*Task prompt*
Starting with the first line below, extract each line through the one that contains "box: [142, 93, 1200, 415]", inclusive, excluding pictures.
-=-=-
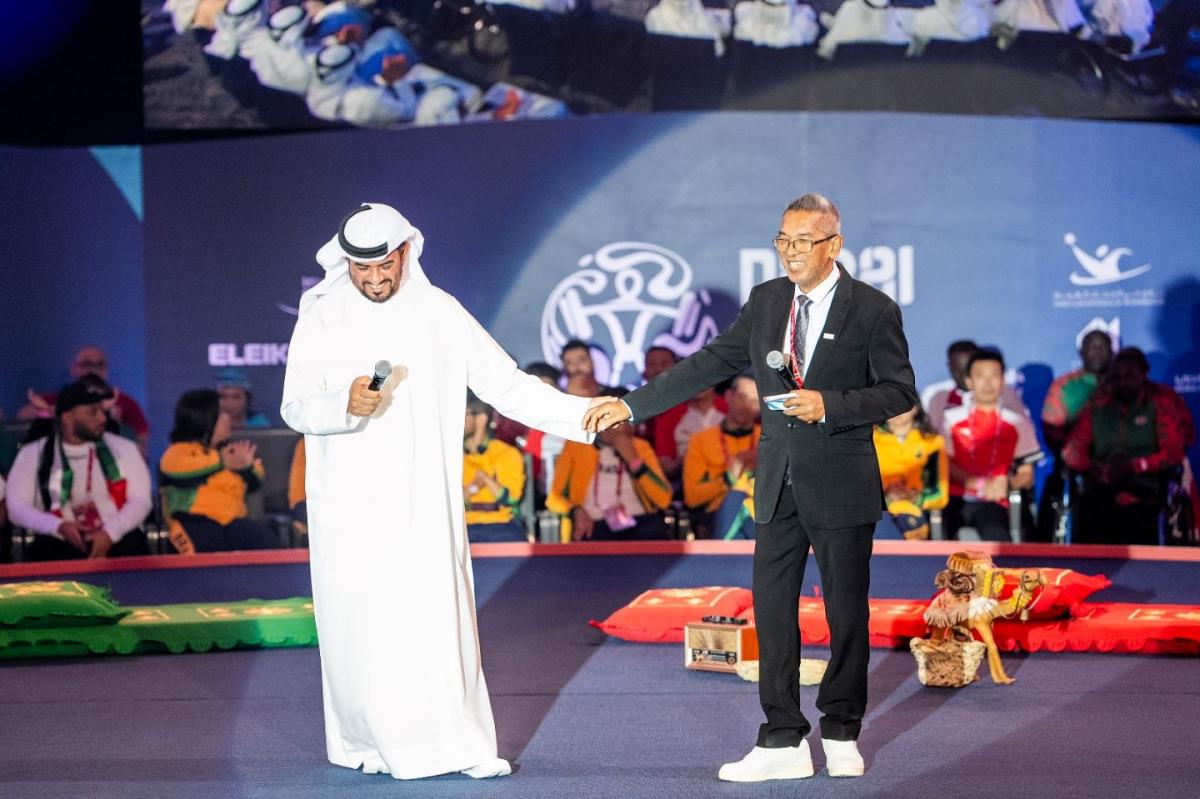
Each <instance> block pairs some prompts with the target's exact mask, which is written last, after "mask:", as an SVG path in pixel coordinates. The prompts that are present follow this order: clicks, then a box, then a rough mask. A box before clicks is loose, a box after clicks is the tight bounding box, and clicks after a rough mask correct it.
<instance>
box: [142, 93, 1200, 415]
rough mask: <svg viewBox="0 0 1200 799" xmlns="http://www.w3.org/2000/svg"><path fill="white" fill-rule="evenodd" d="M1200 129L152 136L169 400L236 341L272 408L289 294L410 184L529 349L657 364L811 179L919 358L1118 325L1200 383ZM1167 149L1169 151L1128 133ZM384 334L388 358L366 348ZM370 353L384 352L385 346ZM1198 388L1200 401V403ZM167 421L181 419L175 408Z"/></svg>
mask: <svg viewBox="0 0 1200 799" xmlns="http://www.w3.org/2000/svg"><path fill="white" fill-rule="evenodd" d="M1198 139H1200V132H1198V131H1195V130H1194V128H1188V127H1169V126H1150V125H1129V124H1120V125H1118V124H1099V122H1066V121H1039V120H995V119H973V118H938V116H907V115H886V114H802V113H779V114H709V115H704V114H655V115H634V116H624V118H606V119H589V120H577V119H568V120H558V121H542V122H522V124H514V125H488V126H458V127H451V128H437V130H432V128H430V130H410V131H404V132H378V133H371V132H326V133H312V134H304V136H295V137H284V138H272V139H245V140H235V142H221V143H204V144H179V145H169V146H166V145H163V146H152V148H148V149H146V151H145V203H146V217H145V263H146V316H148V326H149V334H150V336H149V347H148V352H149V355H150V359H149V366H148V380H149V384H150V386H151V402H150V407H151V414H152V416H154V417H155V420H166V419H168V417H169V410H170V404H172V403H173V401H174V398H175V396H178V394H179V392H180V391H182V390H185V389H188V388H192V386H194V385H200V384H204V383H205V382H206V380H209V379H210V378H211V374H212V373H214V372H215V371H216V370H217V368H220V367H222V366H226V365H236V366H240V367H241V368H244V370H245V371H246V372H247V373H248V374H250V376H251V379H252V380H253V383H254V386H256V394H257V395H258V397H259V399H260V404H262V407H263V409H264V410H266V411H268V413H269V415H271V416H274V417H276V420H277V401H278V394H280V385H281V379H282V372H283V367H282V362H283V360H284V359H286V343H287V341H288V338H289V335H290V330H292V325H293V323H294V317H293V316H292V311H293V310H294V307H295V305H296V302H298V299H299V295H300V293H301V290H302V288H304V287H305V286H306V284H310V283H311V282H312V281H314V280H317V278H318V277H319V269H318V266H317V265H316V263H314V260H313V254H314V252H316V251H317V248H318V247H319V246H320V245H322V244H323V242H324V241H325V240H326V239H328V238H329V236H330V235H331V234H332V233H334V230H335V226H336V223H337V221H338V220H341V217H342V216H343V215H344V214H346V212H347V211H348V210H349V209H353V208H354V206H355V205H356V204H358V203H361V202H385V203H391V204H394V205H396V206H397V208H400V209H402V210H403V211H404V212H406V214H407V215H408V216H409V217H410V218H412V220H413V221H414V223H415V224H418V226H419V227H420V228H421V229H422V230H424V233H425V236H426V241H427V244H426V251H425V256H424V257H422V263H424V264H425V268H426V271H427V272H428V275H430V276H431V278H432V280H433V281H434V282H436V283H437V284H439V286H442V287H443V288H445V289H446V290H449V292H451V293H452V294H455V295H456V296H458V298H460V299H461V300H462V301H463V304H464V305H466V306H467V307H468V308H469V310H470V311H473V312H474V313H475V314H476V316H478V317H479V318H480V320H481V322H482V323H484V324H485V325H486V326H487V328H488V329H490V330H491V331H492V334H493V335H494V336H496V337H497V338H498V341H499V342H500V343H502V344H503V346H504V347H505V348H508V349H509V350H510V352H511V353H512V354H514V355H515V356H516V358H517V360H518V361H521V362H528V361H532V360H551V361H553V360H554V358H556V353H557V348H558V346H559V344H560V343H562V342H563V341H564V340H565V338H566V337H571V336H578V337H583V338H587V340H589V341H593V342H595V343H596V344H598V346H599V348H600V349H602V350H604V352H605V353H606V359H605V360H604V361H602V364H601V367H602V370H604V371H605V376H604V377H605V379H607V380H611V382H613V383H617V382H619V383H632V382H636V379H637V374H638V372H640V370H641V360H640V355H641V353H642V350H643V349H644V348H646V347H648V346H649V344H652V343H666V344H668V346H671V347H673V348H676V349H677V350H679V352H682V353H686V352H690V350H691V349H694V348H695V347H697V346H700V344H701V343H702V342H703V341H707V338H708V337H710V336H712V335H713V332H714V331H715V330H718V329H719V328H722V326H724V325H726V324H727V323H728V322H730V320H731V319H732V314H733V313H734V312H736V308H737V307H738V305H739V304H740V301H742V298H744V296H745V294H746V292H748V290H749V287H750V286H752V284H754V283H755V282H758V281H761V280H763V278H766V277H770V276H774V275H775V274H776V266H775V260H774V256H773V254H772V251H770V244H769V240H770V238H772V235H773V234H774V233H775V230H776V226H778V220H779V214H780V210H781V209H782V206H784V205H785V204H786V203H787V200H788V199H791V198H792V197H794V196H797V194H799V193H802V192H804V191H818V192H822V193H826V194H828V196H829V197H832V198H833V199H834V200H835V202H838V203H839V205H840V206H841V209H842V215H844V233H845V236H846V257H845V259H844V260H845V263H846V265H847V266H848V268H851V269H852V270H853V271H856V272H857V274H858V276H859V277H862V278H864V280H866V281H869V282H871V283H874V284H875V286H878V287H880V288H882V289H883V290H886V292H887V293H889V294H890V295H892V296H894V298H895V299H896V300H898V301H899V302H900V305H901V307H902V310H904V313H905V323H906V329H907V331H908V337H910V343H911V347H912V355H913V362H914V365H916V367H917V374H918V382H919V383H920V384H923V385H924V384H929V383H931V382H935V380H940V379H943V378H944V377H946V376H944V366H943V361H944V355H943V353H944V347H946V344H947V342H949V341H950V340H953V338H958V337H972V338H976V340H977V341H979V342H982V343H992V344H996V346H1000V347H1002V348H1003V349H1004V352H1006V354H1007V355H1008V359H1009V361H1010V364H1012V365H1014V366H1020V367H1024V378H1025V380H1026V382H1027V385H1026V386H1025V388H1026V394H1027V398H1028V399H1030V401H1031V403H1039V402H1040V398H1039V397H1040V394H1039V392H1044V390H1045V385H1046V384H1048V383H1049V380H1050V377H1051V373H1060V372H1062V371H1064V370H1067V368H1070V367H1073V366H1074V365H1075V354H1074V349H1075V342H1076V340H1078V338H1079V336H1080V335H1081V334H1082V332H1084V331H1086V330H1088V329H1091V328H1104V329H1106V330H1109V331H1111V332H1114V334H1116V335H1118V336H1120V338H1121V341H1122V342H1123V343H1129V344H1136V346H1140V347H1142V348H1145V349H1146V350H1148V352H1150V353H1151V356H1152V361H1153V365H1154V373H1156V377H1157V378H1158V379H1163V380H1166V382H1168V383H1171V384H1174V385H1175V386H1176V388H1177V389H1178V390H1181V391H1183V392H1187V394H1188V396H1189V398H1190V401H1192V402H1193V407H1195V403H1196V399H1200V394H1196V391H1198V388H1200V378H1198V376H1200V356H1198V353H1196V349H1195V343H1194V342H1196V341H1198V340H1200V335H1198V334H1200V277H1198V269H1196V262H1195V252H1196V251H1198V248H1200V218H1198V217H1200V208H1198V202H1196V199H1195V193H1194V186H1195V185H1198V180H1200V157H1198V156H1200V140H1198ZM1122 154H1153V156H1154V157H1153V158H1145V157H1140V156H1139V157H1122ZM368 360H370V359H368ZM368 366H370V364H364V367H362V368H364V371H366V370H367V367H368ZM1196 410H1198V411H1200V408H1196ZM158 423H160V425H161V423H162V421H158Z"/></svg>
-=-=-
*Reply to the task*
Each <instance> block pairs some prompts with the target's exact mask, which is written last, after "mask:", as an SVG path in pixel coordinates. The prompts that are present follow this order: clicks, then a box, then a rough mask. A box before clicks is loose, a box after clicks is the tight bounding box, and clicks after a rough mask correct it.
<instance>
box: [142, 93, 1200, 415]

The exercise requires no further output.